Question

Let the focal chord of the parabola P :y² = 4x along the line L : y = mx + c, m> 0 meet the parabola at the points M and N. Let the line L be a tangent to the hyperbola H :x² – y² = 4. If O is the vertex of P and F is the focus of H on the positive x-axis, then the area of the quadrilateral OMFN is

• A. \(2\sqrt6\)
• B. \(2\sqrt{14}\)
• C. \(4\sqrt6\)
• D. \(4\sqrt{14}\)

Answer 1

The Correct Option is B

\(\begin{array}{l} H:\frac{x^2}{4}-\frac{y^2}{4}=1\end{array}\), Focus (ae, 0)
\(\begin{array}{l} F\left(2\sqrt{2},0\right) \end{array}\)

y = mx + c passes through (1, 0)
0 = m + c …(i)
L is tangent to hyperbola
\(\begin{array}{l} c=\pm\sqrt{4m^2-4}\end{array}\)
\(\begin{array}{l} -m=\pm\sqrt{4m^2-4}\end{array}\)
m² = 4m² – 4
\(\begin{array}{l} m=\frac{2}{\sqrt{3}}\end{array}\)
\(\begin{array}{l} c=\frac{-2}{\sqrt{3}} \end{array}\)
\(\begin{array}{l} T:y=\frac{2}{\sqrt{3}}x-\frac{2}{\sqrt{3}} \end{array}\)
◆ ◆ ◆ ◆ ◆
● **Request A**:
Tally how many lines in the records below contain the string "reflection", and give only that number.
● **Request B**:
Pick up the worked solution to the parabola and hyperbola problem after its final line and carry it forward.

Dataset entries
◆ ◆ ◆ ◆ ◆
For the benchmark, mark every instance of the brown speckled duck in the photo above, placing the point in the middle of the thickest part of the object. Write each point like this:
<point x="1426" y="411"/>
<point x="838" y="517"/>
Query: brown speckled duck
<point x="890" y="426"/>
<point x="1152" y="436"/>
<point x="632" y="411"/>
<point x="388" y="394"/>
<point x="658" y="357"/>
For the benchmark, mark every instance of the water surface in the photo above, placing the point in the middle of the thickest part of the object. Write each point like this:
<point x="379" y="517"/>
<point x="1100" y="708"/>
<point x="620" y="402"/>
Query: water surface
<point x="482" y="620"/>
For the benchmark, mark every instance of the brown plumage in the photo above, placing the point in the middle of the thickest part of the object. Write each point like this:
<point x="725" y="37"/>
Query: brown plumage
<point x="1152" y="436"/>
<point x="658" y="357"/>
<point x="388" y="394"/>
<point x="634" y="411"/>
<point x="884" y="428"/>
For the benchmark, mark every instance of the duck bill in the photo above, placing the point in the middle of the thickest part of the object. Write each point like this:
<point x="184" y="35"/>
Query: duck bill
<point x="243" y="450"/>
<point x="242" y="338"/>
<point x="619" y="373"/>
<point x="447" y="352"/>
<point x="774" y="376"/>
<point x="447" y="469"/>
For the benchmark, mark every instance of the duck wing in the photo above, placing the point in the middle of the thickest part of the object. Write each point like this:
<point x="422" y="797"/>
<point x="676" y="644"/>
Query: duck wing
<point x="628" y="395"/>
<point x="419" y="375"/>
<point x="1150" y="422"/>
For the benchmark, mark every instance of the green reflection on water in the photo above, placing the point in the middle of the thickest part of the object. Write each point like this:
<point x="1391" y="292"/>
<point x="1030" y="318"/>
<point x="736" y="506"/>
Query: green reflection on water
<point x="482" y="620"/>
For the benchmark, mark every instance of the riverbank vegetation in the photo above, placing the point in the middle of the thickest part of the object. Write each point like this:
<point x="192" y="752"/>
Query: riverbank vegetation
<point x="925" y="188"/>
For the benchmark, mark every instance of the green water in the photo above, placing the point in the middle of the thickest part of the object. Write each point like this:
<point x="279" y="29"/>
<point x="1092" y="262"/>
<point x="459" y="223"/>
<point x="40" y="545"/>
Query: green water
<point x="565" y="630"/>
◆ ◆ ◆ ◆ ◆
● **Expected answer A**:
2

● **Expected answer B**:
P : y² = 4x
\(\begin{array}{l} y^2=4\left(\frac{\sqrt{3}y+2}{2}\right)\end{array}\)
\(\begin{array}{l} y^2-2\sqrt{3}y-4 =0\end{array}\)
\(\begin{array}{l}\text{Area}= \frac{1}{2}\begin{vmatrix}0 & 0 \\x_1 & y_1 \\2\sqrt{2} & 0 \\x_2 & y_2 \\0 & 0 \\\end{vmatrix}\end{array}\)
\(\begin{array}{l} =\left|\frac{1}{2}\left(-2\sqrt{2}y_1+2\sqrt{2}y_2\right)\right|\end{array}\)
\(\begin{array}{l} =\sqrt{2}\left|y_2-y_1\right|=\sqrt{2}\sqrt{\left(y_1+y_2\right)^2-4y_1y_2}\end{array}\)
\(\begin{array}{l} =\sqrt{56}\end{array}\)
\(\begin{array}{l} =2\sqrt{14}\end{array}\)